_Given instruction:_
Transcribe every line of the data below verbatim, without altering anything.

** Start of Material for this task **

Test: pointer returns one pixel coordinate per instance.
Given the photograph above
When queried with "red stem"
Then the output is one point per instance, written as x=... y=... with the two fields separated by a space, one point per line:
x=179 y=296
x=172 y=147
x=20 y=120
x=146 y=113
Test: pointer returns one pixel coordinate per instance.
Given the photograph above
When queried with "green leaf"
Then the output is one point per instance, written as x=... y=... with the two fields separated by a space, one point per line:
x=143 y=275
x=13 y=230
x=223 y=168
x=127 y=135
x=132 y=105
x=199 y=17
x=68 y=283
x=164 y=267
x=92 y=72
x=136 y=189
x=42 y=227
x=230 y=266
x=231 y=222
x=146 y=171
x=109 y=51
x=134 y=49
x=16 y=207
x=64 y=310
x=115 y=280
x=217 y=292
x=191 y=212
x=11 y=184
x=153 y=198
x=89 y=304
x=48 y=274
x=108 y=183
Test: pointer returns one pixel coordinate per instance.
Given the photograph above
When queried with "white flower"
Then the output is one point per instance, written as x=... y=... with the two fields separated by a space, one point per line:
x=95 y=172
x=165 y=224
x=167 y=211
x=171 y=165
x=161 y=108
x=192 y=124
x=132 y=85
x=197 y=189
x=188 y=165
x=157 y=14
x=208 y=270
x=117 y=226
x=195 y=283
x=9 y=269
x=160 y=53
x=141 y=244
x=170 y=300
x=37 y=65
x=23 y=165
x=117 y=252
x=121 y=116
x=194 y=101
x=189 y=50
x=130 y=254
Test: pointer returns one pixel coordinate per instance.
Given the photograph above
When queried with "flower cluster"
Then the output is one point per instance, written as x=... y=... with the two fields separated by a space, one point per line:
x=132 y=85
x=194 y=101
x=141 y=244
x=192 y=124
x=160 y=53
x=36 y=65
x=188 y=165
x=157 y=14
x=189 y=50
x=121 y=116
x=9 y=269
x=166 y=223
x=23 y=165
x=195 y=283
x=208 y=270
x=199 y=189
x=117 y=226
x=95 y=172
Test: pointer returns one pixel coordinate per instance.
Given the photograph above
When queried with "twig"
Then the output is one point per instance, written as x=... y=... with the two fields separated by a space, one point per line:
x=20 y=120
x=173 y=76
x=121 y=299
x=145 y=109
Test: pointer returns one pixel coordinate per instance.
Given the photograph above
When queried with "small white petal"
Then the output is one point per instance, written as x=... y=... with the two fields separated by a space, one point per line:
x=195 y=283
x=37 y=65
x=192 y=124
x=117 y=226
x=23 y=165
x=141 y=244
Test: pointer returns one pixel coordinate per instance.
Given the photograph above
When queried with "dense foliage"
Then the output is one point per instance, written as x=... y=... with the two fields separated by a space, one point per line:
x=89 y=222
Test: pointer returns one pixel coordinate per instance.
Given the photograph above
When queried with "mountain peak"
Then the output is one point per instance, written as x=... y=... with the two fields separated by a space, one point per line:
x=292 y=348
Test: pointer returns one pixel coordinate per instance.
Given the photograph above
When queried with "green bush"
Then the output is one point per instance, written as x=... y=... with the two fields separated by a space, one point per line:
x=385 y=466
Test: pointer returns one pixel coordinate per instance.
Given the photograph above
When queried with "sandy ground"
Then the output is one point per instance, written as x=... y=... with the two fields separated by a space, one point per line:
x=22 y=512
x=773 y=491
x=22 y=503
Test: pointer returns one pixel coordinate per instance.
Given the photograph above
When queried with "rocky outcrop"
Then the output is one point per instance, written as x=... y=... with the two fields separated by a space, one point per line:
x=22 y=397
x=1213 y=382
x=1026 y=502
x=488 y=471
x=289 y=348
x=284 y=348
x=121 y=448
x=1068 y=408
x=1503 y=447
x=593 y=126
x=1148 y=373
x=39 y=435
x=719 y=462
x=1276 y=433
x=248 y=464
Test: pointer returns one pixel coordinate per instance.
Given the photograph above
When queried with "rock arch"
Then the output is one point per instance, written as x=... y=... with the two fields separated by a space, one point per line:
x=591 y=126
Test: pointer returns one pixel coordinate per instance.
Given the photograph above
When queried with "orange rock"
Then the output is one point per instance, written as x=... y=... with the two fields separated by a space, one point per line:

** End of Material for this task **

_Full response:_
Test: pointer returns one pixel coordinate per instance.
Given the photograph above
When queried with "red stem"
Then the output is one point per instance, written as x=... y=... with the two fields separated by a space, one point per line:
x=179 y=296
x=172 y=147
x=20 y=120
x=146 y=113
Test: pointer returns one pixel coordinate per instance.
Given the photograph above
When queried with "green leaf"
Then the output is one point per instance, written as x=... y=... with the two fields separated by a space, one point per line:
x=143 y=275
x=13 y=230
x=223 y=168
x=127 y=135
x=132 y=105
x=199 y=17
x=68 y=283
x=164 y=267
x=92 y=72
x=136 y=189
x=42 y=227
x=230 y=266
x=231 y=222
x=146 y=171
x=109 y=51
x=134 y=49
x=16 y=207
x=64 y=310
x=115 y=280
x=217 y=292
x=191 y=212
x=11 y=184
x=153 y=198
x=89 y=304
x=48 y=274
x=108 y=183
Test: pointer returns one pixel coordinate per instance.
Given the photograph above
When queried with "white flower"
Then the output is one point per instance, written as x=... y=... with the two fields separated by a space, one point per line:
x=95 y=172
x=165 y=224
x=167 y=211
x=171 y=165
x=161 y=108
x=192 y=124
x=132 y=85
x=197 y=189
x=188 y=165
x=157 y=14
x=208 y=270
x=117 y=226
x=195 y=283
x=9 y=269
x=160 y=53
x=141 y=244
x=170 y=300
x=37 y=65
x=23 y=165
x=117 y=252
x=121 y=116
x=194 y=101
x=189 y=50
x=130 y=254
Test: pointer returns one pixel coordinate per instance.
Given the photograph above
When queried with "flower cluster"
Then the output is one point per instance, written as x=... y=... with the two fields separated by a space, one point per line:
x=132 y=85
x=194 y=101
x=141 y=244
x=192 y=124
x=160 y=53
x=36 y=65
x=188 y=165
x=157 y=14
x=189 y=50
x=121 y=116
x=9 y=269
x=166 y=223
x=23 y=165
x=195 y=283
x=208 y=270
x=199 y=189
x=117 y=226
x=95 y=172
Test: pointer returns one pixel coordinate per instance.
Given the photograph above
When queried with "twig"
Then the output is one point per instance, written as x=... y=... with the two fields separated by a space, one point per line:
x=20 y=120
x=173 y=76
x=121 y=299
x=145 y=109
Test: pointer returns one pixel coordinate per instance.
Given the photograph above
When queried with "small white petal"
Then the output is one point per instance, written as x=... y=... with the two fields separated by a space, one point per line:
x=195 y=283
x=37 y=65
x=192 y=124
x=117 y=226
x=23 y=165
x=141 y=244
Test: pointer returns one pixel coordinate per instance.
Given the photograph above
When queried with "dense foliage"
Then the output is one point per instance, written as x=... y=... with the two fields separated by a space, one point per line:
x=89 y=222
Test: pointer returns one pixel coordinate per instance.
Given the photograph above
When queried with "mountain peak"
Then the output is one point per instance, written as x=... y=... with the two fields separated by a space, one point per line:
x=292 y=348
Test: pointer returns one pixel coordinate per instance.
Given the photograph above
When queried with "green bush"
Then the output is one point per instance, written as x=... y=... with the two fields separated by a space, one point per line:
x=385 y=466
Test: pointer returns one pixel coordinate per instance.
Given the photograph above
When queried with "sandy ground"
Then the output is one point per instance, written as x=... y=... with the two fields separated by a space, one point per line:
x=22 y=512
x=773 y=491
x=22 y=503
Test: pointer returns one pixel coordinate per instance.
Given the photograph above
When queried with "rocky outcrop"
Then the output is one point per instance, written as x=... y=... with the two fields separated by a space, one point per line:
x=22 y=397
x=1213 y=382
x=1026 y=502
x=488 y=471
x=289 y=348
x=284 y=348
x=121 y=448
x=1068 y=408
x=1503 y=447
x=593 y=126
x=1148 y=373
x=39 y=435
x=719 y=462
x=1276 y=433
x=248 y=464
Test: pointer returns one pixel coordinate per instance.
Given the photograph above
When queried with "rock arch"
Then the output is one point per instance, written as x=... y=... with the two fields separated by a space, one point per line:
x=591 y=126
Test: pointer returns one pixel coordinate per instance.
Given the photograph above
When queried with "orange rock"
Then the output is one point per instance, written as x=... y=... with the two fields separated by a space, one point per line:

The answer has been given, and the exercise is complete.